- _What is being asked_
Copy out again, unchanged, the listing below from the line that has "Target: diver's mask" through the line that has "Mark one point on every instance of the diver's hair".

- _The records_
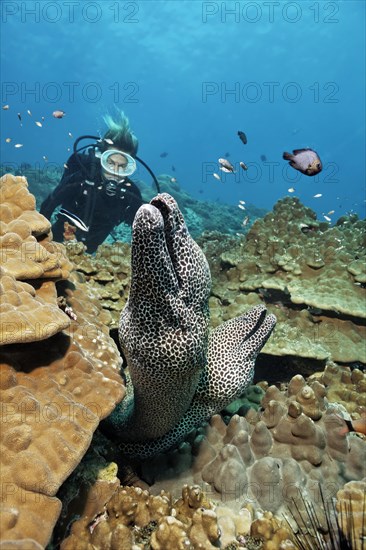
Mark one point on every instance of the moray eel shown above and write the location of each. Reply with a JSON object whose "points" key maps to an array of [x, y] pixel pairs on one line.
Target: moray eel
{"points": [[179, 375]]}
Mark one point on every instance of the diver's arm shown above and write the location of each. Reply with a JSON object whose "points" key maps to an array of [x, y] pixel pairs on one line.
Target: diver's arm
{"points": [[132, 203], [58, 196]]}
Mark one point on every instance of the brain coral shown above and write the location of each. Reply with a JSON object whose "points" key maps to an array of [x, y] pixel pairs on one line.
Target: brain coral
{"points": [[59, 374]]}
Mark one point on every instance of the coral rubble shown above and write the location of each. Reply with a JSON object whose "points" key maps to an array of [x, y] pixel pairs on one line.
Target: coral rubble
{"points": [[59, 369]]}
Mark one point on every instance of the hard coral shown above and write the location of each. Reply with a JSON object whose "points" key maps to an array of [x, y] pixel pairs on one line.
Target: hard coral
{"points": [[312, 281], [157, 522], [58, 376], [296, 443]]}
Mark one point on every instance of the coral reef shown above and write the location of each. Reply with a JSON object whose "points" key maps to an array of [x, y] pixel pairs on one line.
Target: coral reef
{"points": [[134, 519], [310, 275], [180, 377], [268, 453], [282, 453], [59, 369], [106, 275]]}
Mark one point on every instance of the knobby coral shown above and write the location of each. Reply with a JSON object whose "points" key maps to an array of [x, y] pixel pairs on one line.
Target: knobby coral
{"points": [[180, 375]]}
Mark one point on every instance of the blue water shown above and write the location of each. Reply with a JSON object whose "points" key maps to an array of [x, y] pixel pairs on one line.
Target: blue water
{"points": [[189, 75]]}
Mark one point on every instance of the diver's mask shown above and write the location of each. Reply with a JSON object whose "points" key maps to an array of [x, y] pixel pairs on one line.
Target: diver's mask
{"points": [[116, 164]]}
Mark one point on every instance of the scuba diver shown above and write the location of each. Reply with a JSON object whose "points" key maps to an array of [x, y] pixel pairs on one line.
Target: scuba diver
{"points": [[95, 191]]}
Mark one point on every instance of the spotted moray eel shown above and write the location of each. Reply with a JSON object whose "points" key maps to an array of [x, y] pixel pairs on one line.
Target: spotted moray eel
{"points": [[179, 375]]}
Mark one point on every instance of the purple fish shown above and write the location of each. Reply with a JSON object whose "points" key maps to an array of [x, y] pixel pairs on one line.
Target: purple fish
{"points": [[305, 161]]}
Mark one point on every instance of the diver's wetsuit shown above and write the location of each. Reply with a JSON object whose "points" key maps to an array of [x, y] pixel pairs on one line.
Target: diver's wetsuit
{"points": [[86, 197]]}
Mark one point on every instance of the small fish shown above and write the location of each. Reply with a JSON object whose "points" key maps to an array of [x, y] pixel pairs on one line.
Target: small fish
{"points": [[226, 166], [242, 137], [74, 218], [58, 114], [305, 161]]}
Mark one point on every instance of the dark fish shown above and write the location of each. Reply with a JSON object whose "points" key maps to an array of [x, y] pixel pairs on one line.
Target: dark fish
{"points": [[242, 137], [305, 161], [58, 114], [226, 166], [74, 218]]}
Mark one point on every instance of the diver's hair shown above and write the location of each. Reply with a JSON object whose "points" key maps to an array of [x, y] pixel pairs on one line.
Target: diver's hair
{"points": [[120, 133]]}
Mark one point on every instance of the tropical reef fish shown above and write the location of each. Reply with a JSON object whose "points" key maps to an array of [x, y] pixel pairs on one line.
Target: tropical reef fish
{"points": [[242, 137], [75, 219], [305, 161], [58, 114], [226, 166]]}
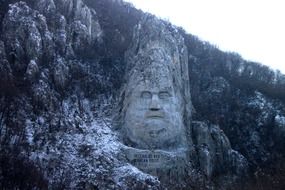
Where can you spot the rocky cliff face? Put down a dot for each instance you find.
(62, 65)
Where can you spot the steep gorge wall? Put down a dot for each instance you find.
(62, 64)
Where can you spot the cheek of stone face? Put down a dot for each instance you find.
(153, 130)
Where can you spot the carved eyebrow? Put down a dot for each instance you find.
(164, 94)
(146, 94)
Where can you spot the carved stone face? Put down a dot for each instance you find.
(153, 118)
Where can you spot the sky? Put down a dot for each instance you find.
(253, 28)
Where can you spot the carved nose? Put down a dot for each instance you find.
(154, 105)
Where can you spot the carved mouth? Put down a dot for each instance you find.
(156, 133)
(156, 115)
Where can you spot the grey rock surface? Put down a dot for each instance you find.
(67, 66)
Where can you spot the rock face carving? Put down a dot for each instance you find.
(156, 107)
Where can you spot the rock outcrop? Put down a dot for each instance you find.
(62, 68)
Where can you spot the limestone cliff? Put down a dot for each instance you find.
(62, 68)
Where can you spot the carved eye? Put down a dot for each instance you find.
(164, 95)
(146, 95)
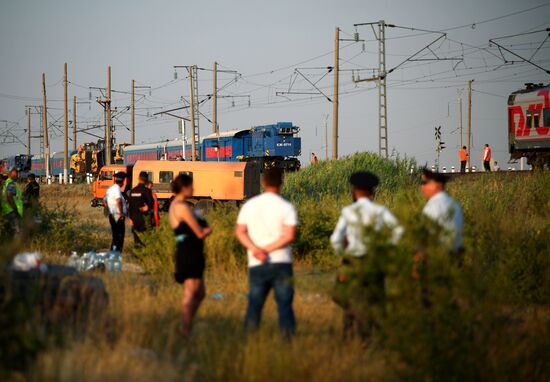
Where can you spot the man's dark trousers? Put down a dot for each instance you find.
(118, 230)
(262, 279)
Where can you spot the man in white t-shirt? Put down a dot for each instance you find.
(266, 227)
(115, 202)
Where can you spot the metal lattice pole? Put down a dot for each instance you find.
(382, 99)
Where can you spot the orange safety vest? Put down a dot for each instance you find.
(155, 210)
(487, 154)
(463, 155)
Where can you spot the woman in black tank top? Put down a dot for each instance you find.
(190, 230)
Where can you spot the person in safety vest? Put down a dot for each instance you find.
(487, 158)
(463, 154)
(12, 202)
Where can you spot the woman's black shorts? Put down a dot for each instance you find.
(190, 261)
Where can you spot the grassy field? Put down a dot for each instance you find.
(489, 321)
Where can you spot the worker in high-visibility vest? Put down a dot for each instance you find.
(487, 158)
(12, 202)
(463, 154)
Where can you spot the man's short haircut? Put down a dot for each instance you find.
(182, 181)
(434, 176)
(144, 176)
(119, 177)
(273, 177)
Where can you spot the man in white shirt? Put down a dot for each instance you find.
(116, 204)
(443, 210)
(350, 239)
(266, 227)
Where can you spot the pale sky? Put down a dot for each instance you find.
(265, 41)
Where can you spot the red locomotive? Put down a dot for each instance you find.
(529, 125)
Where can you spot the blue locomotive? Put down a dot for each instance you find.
(273, 145)
(38, 167)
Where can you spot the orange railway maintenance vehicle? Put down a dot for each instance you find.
(214, 182)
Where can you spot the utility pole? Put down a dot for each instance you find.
(215, 102)
(335, 96)
(29, 131)
(65, 128)
(133, 123)
(133, 111)
(326, 135)
(469, 133)
(74, 123)
(193, 110)
(108, 119)
(381, 83)
(460, 116)
(382, 99)
(45, 122)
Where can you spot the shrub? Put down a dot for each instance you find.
(331, 177)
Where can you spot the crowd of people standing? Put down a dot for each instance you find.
(267, 226)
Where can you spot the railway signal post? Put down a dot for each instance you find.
(469, 133)
(45, 126)
(439, 146)
(65, 128)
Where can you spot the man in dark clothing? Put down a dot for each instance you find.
(31, 193)
(140, 203)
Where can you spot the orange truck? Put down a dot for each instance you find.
(106, 178)
(213, 182)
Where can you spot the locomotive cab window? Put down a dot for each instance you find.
(536, 118)
(106, 175)
(166, 176)
(529, 119)
(149, 176)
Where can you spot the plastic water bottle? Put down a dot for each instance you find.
(73, 260)
(117, 262)
(82, 262)
(91, 262)
(109, 261)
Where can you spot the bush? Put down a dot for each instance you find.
(330, 178)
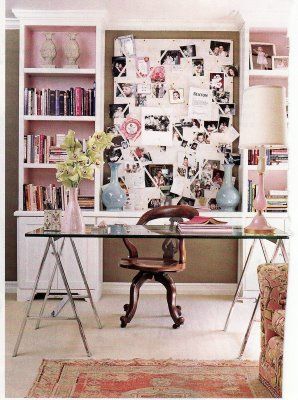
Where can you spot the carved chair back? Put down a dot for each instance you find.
(169, 246)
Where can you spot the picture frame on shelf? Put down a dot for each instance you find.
(260, 55)
(280, 62)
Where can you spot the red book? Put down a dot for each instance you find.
(78, 101)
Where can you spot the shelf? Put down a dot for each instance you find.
(40, 165)
(58, 118)
(276, 73)
(59, 71)
(277, 167)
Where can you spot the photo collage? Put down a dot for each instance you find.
(172, 119)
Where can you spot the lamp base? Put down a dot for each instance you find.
(259, 225)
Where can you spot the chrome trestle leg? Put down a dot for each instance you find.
(72, 303)
(15, 351)
(86, 283)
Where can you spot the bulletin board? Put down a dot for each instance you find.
(174, 108)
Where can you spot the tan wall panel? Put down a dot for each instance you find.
(208, 260)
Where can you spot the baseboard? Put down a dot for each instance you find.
(11, 286)
(182, 288)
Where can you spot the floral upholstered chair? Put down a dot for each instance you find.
(273, 280)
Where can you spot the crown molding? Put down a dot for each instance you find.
(12, 23)
(56, 17)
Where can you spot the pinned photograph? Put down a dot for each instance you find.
(170, 57)
(154, 203)
(220, 96)
(157, 123)
(144, 88)
(156, 126)
(143, 156)
(157, 74)
(118, 110)
(119, 66)
(125, 89)
(223, 124)
(261, 55)
(197, 67)
(280, 62)
(142, 67)
(216, 80)
(230, 70)
(161, 174)
(176, 96)
(141, 100)
(127, 45)
(227, 109)
(158, 89)
(189, 51)
(131, 128)
(219, 48)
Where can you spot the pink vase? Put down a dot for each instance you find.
(72, 220)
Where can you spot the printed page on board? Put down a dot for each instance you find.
(173, 107)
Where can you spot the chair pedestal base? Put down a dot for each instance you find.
(167, 282)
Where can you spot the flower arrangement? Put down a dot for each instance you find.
(80, 164)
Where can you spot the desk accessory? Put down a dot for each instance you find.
(263, 125)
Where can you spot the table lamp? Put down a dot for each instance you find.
(263, 125)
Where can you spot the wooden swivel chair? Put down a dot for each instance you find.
(157, 268)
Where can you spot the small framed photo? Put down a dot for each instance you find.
(119, 66)
(227, 109)
(230, 70)
(127, 44)
(119, 110)
(170, 57)
(219, 48)
(280, 62)
(261, 55)
(176, 96)
(189, 51)
(197, 67)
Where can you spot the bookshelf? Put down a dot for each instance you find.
(276, 174)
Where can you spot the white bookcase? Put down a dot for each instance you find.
(32, 23)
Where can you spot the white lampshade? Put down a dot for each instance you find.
(264, 118)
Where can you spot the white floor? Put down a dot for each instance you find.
(149, 335)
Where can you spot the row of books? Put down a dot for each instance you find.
(40, 149)
(73, 102)
(273, 156)
(277, 200)
(35, 198)
(204, 225)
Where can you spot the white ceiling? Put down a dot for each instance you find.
(254, 11)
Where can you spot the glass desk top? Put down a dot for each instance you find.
(154, 231)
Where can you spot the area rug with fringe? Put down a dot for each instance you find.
(148, 378)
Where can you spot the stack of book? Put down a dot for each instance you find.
(35, 197)
(205, 225)
(86, 202)
(273, 156)
(252, 191)
(37, 148)
(74, 102)
(56, 154)
(278, 156)
(277, 201)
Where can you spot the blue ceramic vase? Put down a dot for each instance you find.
(228, 197)
(113, 196)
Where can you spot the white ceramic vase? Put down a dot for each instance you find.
(72, 50)
(48, 51)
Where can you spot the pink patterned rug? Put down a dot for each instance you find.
(148, 378)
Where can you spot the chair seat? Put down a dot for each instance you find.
(150, 264)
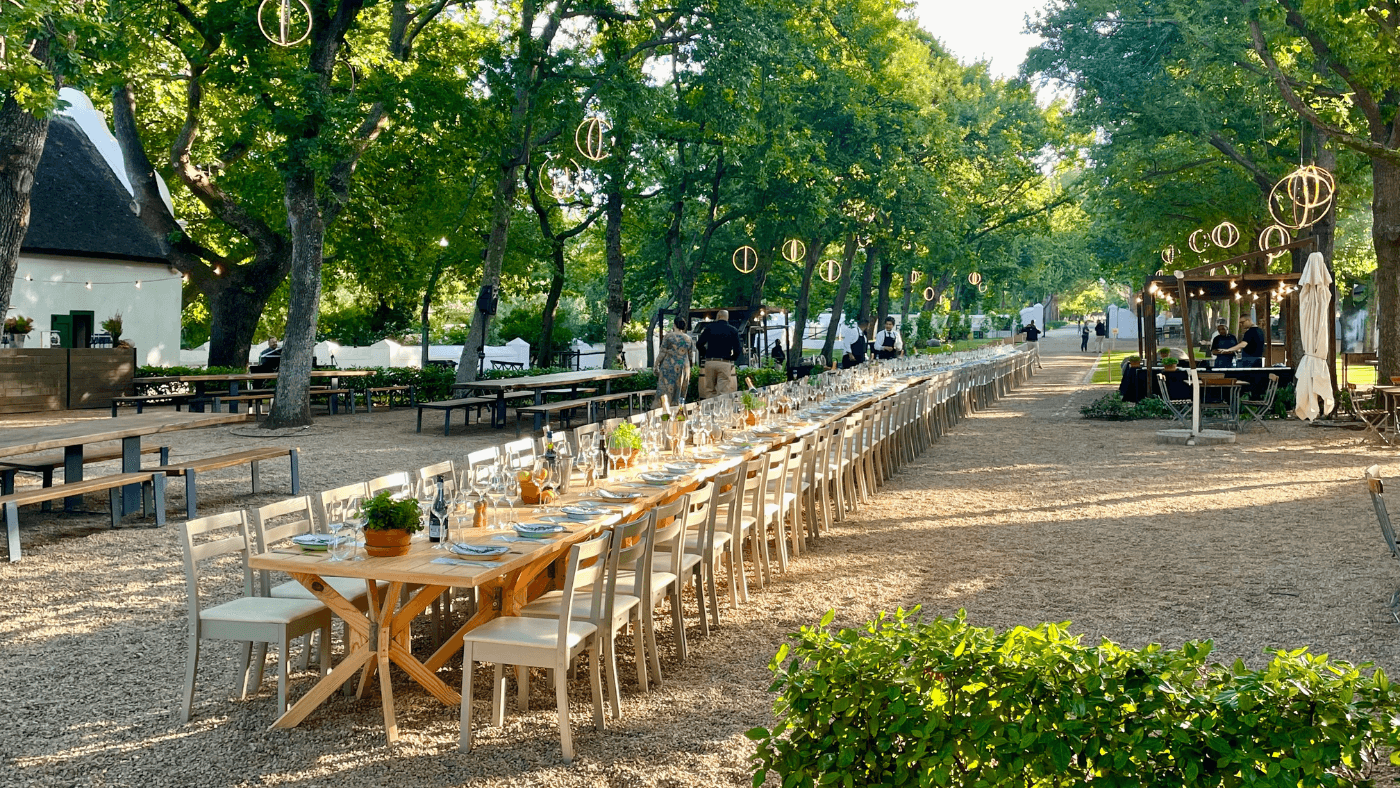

- _Result of the exercise_
Target: diver's mask
{"points": [[116, 164]]}
Mark one point on every instance of the scuba diver shown above and write the location of each. Reply with a JSON object whose "points" key maps to an array of [x, y] pixel pairs on one line.
Target: scuba diver
{"points": [[95, 191]]}
Mark one point on every instance of the spotted moray eel shown above and write the location of each. Reply with a JSON object whose "points" key maps to an array of [x, y] pixel pairs on one line.
Target: spotted moray eel
{"points": [[179, 375]]}
Mark one point on every instance of the purple fish shown above and write the location of each. Reply with a JSON object whose "points" key maps to an array of [x, y] pixel pairs on one line.
Target: purple fish
{"points": [[305, 161]]}
Mark one point on every instance of the diver's wetsuit shown above and write the location of each. Reply with a JSON object whose "points" key maps to an array of [x, y] pixel pairs on one line.
Target: diver's wetsuit
{"points": [[86, 197]]}
Mark one point on every instance of the small fish shown above and write the location of each. Reply with a JSON object whose "points" key maps to an array of [x, y] pixel pairs on one line.
Target: small fish
{"points": [[226, 166], [242, 137], [74, 218], [58, 114], [305, 161]]}
Mark one point on every instance of the dark fish shown above and write the location of each. Reply with a JSON object whose "points" key maps to an array of [x, y] pixel pairs on one line.
Target: dark fish
{"points": [[242, 137], [305, 161], [58, 114], [226, 166], [74, 218]]}
Mark one point on every instance of the diver's hair shown above and write the location of each. Reply with a JSON object whose "points" key maps to an array of [x, y] pixel pairs on one line.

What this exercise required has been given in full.